(Input rows):

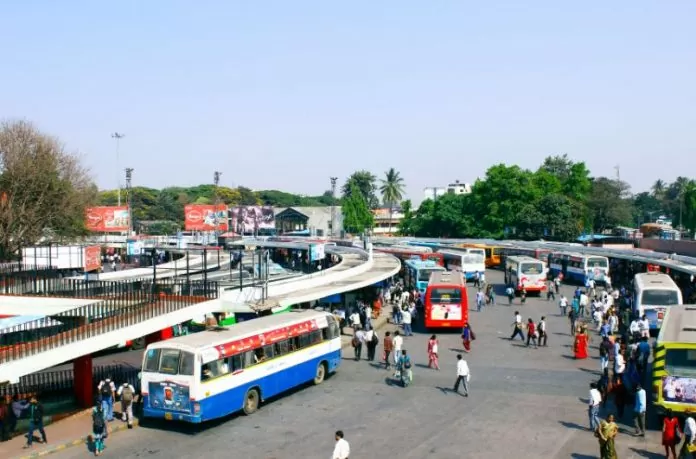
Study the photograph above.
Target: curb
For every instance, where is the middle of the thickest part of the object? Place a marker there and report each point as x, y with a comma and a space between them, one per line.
81, 441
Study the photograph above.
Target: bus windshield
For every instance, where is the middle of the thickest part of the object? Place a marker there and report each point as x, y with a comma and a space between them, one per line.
681, 362
531, 268
659, 298
169, 362
424, 274
597, 262
445, 295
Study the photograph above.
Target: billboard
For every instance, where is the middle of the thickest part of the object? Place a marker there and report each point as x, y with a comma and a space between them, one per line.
107, 219
205, 217
250, 219
92, 258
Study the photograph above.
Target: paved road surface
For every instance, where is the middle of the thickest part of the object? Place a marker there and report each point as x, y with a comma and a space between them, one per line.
524, 403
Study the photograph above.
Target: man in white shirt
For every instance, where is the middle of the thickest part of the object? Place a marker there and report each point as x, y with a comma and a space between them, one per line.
463, 375
595, 400
406, 320
342, 448
398, 343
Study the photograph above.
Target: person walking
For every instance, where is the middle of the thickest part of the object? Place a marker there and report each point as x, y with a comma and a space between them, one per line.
595, 400
388, 349
606, 433
107, 392
541, 329
35, 421
126, 393
341, 448
98, 428
639, 410
517, 324
531, 332
432, 353
463, 375
671, 434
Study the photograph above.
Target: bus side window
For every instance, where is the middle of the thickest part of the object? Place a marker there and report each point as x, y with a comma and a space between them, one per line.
315, 337
236, 362
280, 348
268, 352
303, 341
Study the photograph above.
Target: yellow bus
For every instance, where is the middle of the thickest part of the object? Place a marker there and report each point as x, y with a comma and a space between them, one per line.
493, 253
674, 365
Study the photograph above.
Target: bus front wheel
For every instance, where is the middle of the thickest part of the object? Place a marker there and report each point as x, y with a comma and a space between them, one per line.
251, 401
321, 374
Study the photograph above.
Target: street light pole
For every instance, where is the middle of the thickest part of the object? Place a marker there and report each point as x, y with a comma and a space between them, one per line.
333, 205
118, 136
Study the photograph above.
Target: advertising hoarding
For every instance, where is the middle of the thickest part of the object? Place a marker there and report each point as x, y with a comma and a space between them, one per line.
249, 219
205, 217
107, 219
92, 258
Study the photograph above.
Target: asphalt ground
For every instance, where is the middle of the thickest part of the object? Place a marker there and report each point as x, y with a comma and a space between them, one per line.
524, 403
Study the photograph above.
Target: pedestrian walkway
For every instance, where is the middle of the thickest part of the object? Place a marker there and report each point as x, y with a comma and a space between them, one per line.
74, 431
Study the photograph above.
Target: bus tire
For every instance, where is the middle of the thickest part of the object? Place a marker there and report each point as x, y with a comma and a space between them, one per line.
251, 401
320, 374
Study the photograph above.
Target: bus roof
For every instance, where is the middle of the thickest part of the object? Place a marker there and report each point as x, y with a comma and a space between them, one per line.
653, 280
679, 325
523, 259
422, 264
222, 335
447, 278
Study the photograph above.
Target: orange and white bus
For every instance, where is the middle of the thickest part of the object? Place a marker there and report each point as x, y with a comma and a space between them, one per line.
446, 304
526, 272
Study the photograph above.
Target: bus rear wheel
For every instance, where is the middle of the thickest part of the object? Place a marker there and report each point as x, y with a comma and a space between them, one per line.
251, 401
320, 374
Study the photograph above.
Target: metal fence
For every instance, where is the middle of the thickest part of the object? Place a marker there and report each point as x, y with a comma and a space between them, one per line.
60, 384
122, 304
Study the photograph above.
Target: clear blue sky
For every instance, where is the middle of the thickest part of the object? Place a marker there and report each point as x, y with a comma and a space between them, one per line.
285, 94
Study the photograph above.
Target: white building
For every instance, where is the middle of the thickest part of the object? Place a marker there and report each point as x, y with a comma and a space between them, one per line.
455, 188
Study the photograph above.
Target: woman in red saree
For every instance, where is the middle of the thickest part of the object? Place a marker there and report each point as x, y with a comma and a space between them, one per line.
581, 344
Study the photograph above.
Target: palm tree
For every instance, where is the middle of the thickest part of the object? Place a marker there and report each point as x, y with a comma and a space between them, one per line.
658, 188
392, 190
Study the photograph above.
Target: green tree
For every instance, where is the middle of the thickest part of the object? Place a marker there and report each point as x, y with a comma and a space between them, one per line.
406, 223
365, 183
357, 216
609, 205
392, 190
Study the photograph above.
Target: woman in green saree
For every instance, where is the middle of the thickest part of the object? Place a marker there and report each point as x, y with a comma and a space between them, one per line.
606, 432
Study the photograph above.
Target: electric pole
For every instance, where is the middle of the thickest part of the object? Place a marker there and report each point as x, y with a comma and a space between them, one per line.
129, 201
118, 136
333, 205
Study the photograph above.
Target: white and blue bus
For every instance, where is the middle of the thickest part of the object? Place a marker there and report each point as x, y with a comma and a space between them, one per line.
654, 293
579, 268
468, 261
417, 273
220, 371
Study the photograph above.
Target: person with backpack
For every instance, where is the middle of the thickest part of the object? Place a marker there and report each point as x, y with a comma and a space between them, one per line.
107, 389
98, 428
126, 393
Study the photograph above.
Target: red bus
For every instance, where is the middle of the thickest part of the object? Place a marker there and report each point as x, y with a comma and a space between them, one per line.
446, 304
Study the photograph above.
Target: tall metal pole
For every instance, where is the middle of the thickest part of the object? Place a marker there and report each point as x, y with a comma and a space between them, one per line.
118, 136
333, 205
129, 203
216, 201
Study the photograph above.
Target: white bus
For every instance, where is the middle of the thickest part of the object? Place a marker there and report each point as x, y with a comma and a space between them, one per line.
468, 261
654, 293
214, 373
525, 272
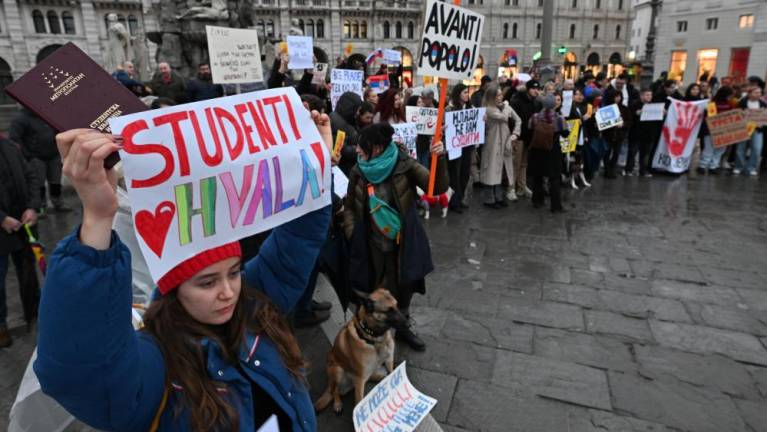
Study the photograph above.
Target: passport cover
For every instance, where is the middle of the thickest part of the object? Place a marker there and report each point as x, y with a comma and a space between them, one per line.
68, 90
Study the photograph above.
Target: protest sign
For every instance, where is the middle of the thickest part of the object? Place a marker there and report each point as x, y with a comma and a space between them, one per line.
571, 142
392, 405
450, 42
678, 136
345, 80
320, 73
406, 134
567, 102
652, 112
204, 174
235, 57
300, 52
727, 128
608, 117
464, 128
425, 118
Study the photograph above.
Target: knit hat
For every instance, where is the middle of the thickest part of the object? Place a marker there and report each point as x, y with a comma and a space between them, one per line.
184, 271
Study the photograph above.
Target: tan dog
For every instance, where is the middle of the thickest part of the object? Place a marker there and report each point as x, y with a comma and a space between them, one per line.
362, 346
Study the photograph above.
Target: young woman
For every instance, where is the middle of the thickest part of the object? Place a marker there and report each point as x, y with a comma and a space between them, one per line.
214, 354
388, 245
497, 151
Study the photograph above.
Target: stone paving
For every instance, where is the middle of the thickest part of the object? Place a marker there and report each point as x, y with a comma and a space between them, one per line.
644, 308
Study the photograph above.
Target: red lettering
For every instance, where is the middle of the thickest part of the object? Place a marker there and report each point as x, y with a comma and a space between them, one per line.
221, 115
129, 146
178, 137
218, 154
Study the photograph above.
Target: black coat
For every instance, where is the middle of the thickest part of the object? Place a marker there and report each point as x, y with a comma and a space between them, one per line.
18, 192
36, 139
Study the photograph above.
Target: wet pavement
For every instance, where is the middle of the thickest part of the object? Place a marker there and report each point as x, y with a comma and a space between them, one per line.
644, 308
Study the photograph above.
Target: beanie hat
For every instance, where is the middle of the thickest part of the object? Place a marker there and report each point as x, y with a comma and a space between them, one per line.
184, 271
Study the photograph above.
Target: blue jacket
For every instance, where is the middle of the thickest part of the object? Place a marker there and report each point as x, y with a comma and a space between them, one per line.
95, 365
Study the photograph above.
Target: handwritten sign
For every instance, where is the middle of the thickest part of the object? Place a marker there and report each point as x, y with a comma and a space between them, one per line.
571, 142
450, 43
345, 80
204, 174
425, 118
406, 134
728, 128
608, 117
464, 128
652, 112
320, 73
235, 57
300, 52
392, 405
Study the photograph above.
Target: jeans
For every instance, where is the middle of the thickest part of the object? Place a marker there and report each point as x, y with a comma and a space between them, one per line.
752, 163
711, 157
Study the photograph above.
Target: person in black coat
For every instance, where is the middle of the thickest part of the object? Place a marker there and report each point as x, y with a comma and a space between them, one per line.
18, 201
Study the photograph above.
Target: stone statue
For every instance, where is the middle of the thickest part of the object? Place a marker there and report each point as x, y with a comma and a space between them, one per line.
119, 48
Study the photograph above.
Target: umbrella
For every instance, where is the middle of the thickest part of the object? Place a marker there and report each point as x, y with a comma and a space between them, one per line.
37, 248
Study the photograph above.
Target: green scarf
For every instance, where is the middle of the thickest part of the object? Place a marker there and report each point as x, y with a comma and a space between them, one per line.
378, 169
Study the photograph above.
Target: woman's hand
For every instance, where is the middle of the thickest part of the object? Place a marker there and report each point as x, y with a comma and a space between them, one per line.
83, 152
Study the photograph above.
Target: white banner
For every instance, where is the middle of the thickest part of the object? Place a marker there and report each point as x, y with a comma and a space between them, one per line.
235, 57
464, 128
450, 42
392, 405
677, 140
204, 174
345, 80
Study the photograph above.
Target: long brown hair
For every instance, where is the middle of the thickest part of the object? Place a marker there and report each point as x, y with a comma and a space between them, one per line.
178, 335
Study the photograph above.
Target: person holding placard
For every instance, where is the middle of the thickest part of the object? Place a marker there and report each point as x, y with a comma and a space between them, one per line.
388, 246
214, 353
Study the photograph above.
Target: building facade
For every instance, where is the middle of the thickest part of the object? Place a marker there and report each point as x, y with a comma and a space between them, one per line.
714, 37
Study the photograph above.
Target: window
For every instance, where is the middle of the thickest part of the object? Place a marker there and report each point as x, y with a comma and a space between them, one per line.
69, 22
39, 21
53, 22
746, 21
132, 24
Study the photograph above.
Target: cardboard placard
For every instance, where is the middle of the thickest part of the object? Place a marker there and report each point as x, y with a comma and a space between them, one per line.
235, 57
464, 128
728, 128
345, 80
424, 118
300, 52
392, 405
450, 42
406, 134
652, 112
608, 117
204, 174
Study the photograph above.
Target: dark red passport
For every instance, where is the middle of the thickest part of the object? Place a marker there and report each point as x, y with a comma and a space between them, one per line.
68, 90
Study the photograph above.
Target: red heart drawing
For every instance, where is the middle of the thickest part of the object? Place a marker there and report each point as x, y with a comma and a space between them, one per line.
153, 228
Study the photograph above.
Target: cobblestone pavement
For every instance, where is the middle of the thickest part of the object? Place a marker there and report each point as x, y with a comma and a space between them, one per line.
644, 308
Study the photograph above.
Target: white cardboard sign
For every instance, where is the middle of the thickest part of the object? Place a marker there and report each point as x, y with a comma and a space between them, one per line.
450, 42
235, 57
204, 174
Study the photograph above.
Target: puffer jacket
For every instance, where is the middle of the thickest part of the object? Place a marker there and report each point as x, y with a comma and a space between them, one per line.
95, 365
344, 118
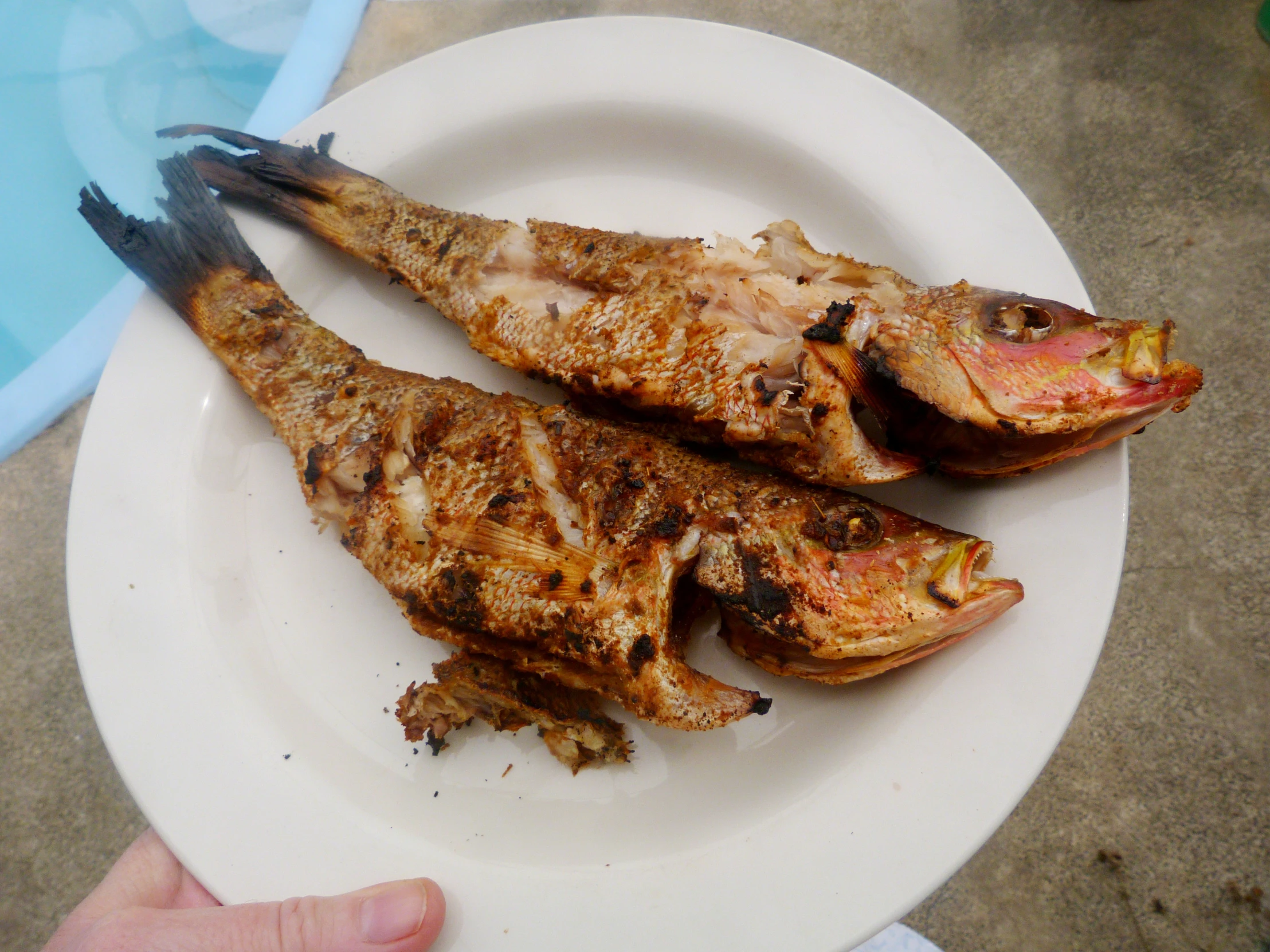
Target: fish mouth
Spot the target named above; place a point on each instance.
(963, 449)
(967, 600)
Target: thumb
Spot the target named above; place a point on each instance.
(393, 917)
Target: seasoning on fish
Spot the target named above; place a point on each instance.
(572, 549)
(781, 353)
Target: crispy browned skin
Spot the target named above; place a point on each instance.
(546, 538)
(471, 686)
(773, 352)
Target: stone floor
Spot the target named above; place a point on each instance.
(1141, 130)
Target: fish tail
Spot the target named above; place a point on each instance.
(299, 184)
(178, 255)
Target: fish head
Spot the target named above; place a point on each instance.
(835, 588)
(1043, 380)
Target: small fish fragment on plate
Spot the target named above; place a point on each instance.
(469, 686)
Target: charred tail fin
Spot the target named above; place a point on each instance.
(289, 182)
(177, 255)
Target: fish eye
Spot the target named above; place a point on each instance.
(845, 528)
(1021, 322)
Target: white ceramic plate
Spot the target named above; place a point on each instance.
(239, 664)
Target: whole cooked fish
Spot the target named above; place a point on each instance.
(779, 353)
(572, 549)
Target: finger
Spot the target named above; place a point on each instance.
(146, 875)
(393, 917)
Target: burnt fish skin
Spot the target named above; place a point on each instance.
(578, 550)
(777, 353)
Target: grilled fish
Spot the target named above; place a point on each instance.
(780, 353)
(572, 549)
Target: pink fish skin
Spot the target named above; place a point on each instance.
(985, 383)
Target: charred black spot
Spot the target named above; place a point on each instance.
(313, 470)
(436, 743)
(642, 651)
(830, 328)
(761, 597)
(845, 530)
(501, 499)
(667, 525)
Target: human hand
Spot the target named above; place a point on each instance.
(149, 902)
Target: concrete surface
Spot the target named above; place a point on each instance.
(1141, 132)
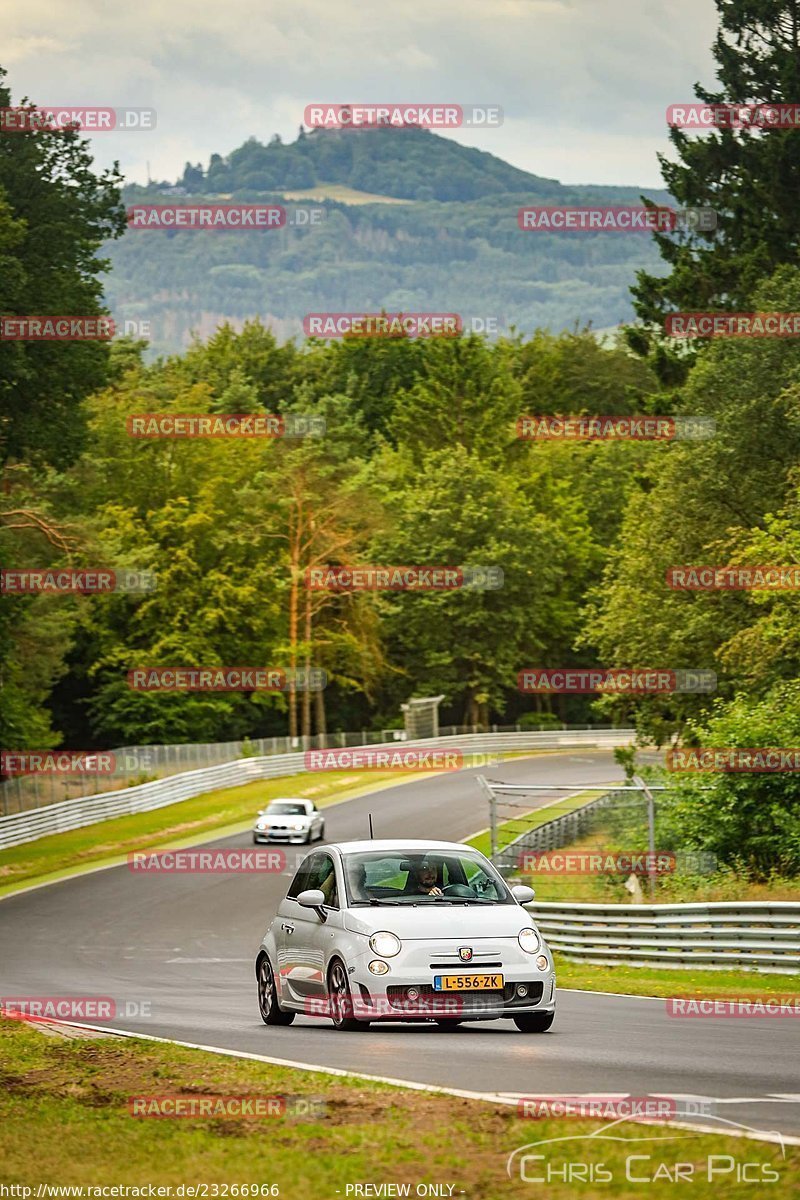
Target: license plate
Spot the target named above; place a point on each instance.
(468, 983)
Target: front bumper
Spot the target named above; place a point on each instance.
(385, 997)
(288, 837)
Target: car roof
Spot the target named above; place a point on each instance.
(394, 844)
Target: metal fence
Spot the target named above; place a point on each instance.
(553, 834)
(757, 935)
(72, 814)
(139, 765)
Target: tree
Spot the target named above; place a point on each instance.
(55, 213)
(698, 504)
(751, 821)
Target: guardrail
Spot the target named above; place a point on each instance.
(757, 935)
(144, 763)
(23, 827)
(552, 834)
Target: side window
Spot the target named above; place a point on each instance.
(317, 871)
(324, 877)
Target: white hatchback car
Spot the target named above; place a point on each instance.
(292, 821)
(404, 930)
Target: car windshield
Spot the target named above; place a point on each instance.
(422, 877)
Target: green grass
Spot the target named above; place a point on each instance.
(64, 1120)
(228, 811)
(221, 813)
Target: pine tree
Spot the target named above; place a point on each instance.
(751, 177)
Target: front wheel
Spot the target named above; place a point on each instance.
(268, 996)
(534, 1023)
(340, 1000)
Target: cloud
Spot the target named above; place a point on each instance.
(583, 85)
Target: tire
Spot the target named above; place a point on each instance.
(534, 1023)
(341, 1001)
(268, 999)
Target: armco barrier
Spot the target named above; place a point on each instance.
(757, 935)
(22, 827)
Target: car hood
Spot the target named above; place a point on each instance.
(440, 921)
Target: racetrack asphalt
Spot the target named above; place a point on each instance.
(184, 946)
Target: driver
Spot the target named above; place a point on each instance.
(422, 879)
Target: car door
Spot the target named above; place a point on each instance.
(324, 936)
(284, 930)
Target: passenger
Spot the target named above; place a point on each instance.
(422, 880)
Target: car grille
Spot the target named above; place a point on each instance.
(462, 963)
(471, 1001)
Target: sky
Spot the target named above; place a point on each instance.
(583, 84)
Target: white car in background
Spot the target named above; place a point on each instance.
(289, 821)
(404, 931)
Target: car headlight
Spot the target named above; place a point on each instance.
(529, 940)
(385, 945)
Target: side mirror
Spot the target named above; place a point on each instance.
(312, 898)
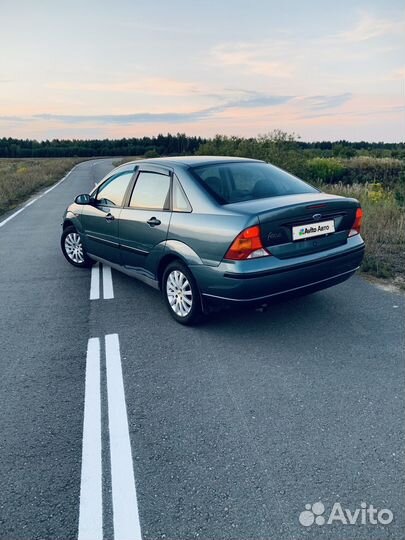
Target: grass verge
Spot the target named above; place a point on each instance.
(383, 228)
(20, 178)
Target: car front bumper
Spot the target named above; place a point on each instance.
(258, 280)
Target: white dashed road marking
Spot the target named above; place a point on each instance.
(108, 291)
(125, 506)
(91, 504)
(124, 501)
(107, 285)
(95, 282)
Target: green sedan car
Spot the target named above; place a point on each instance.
(214, 230)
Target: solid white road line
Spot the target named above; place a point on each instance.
(125, 506)
(108, 291)
(91, 503)
(2, 223)
(95, 282)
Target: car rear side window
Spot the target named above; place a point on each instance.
(180, 202)
(112, 192)
(235, 182)
(151, 191)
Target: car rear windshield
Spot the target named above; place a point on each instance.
(245, 181)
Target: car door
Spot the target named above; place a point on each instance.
(145, 221)
(100, 219)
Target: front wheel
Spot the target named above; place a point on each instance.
(181, 294)
(73, 249)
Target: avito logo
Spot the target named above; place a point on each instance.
(365, 515)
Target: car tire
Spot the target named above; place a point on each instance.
(181, 294)
(73, 249)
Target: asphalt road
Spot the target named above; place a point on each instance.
(234, 426)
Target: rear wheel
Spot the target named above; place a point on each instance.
(73, 249)
(181, 294)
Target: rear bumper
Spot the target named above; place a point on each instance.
(262, 279)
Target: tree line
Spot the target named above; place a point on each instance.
(182, 144)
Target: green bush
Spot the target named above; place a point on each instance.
(324, 170)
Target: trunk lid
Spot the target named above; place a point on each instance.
(278, 215)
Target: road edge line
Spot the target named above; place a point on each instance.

(What you need to do): Look above for the line containing "Target: avito logo", then transcribe it and all lines after it through the last, exactly and with nothing else.

(Worked solution):
Target: avito logo
Spot the target named above; place a point on each instance.
(365, 515)
Target: car tire
Spot the target named above; place a point on each instance.
(181, 294)
(73, 249)
Target: asphalt road
Spot the target named above; place a point on each instance.
(234, 426)
Target: rear wheel
Spot the target named above; place a point on each instance.
(73, 249)
(181, 294)
Target: rear bumper
Spot the target named above; place a point on each instance.
(262, 279)
Target: tree line
Spot the target named above; place a point on each instance.
(182, 144)
Target: green bush
Spot the target named above; place a point on each instance.
(324, 170)
Target: trunk lid
Spot the target named above; place a point on each instance.
(278, 215)
Target: road edge line
Spot the target named above; place a point on each instance.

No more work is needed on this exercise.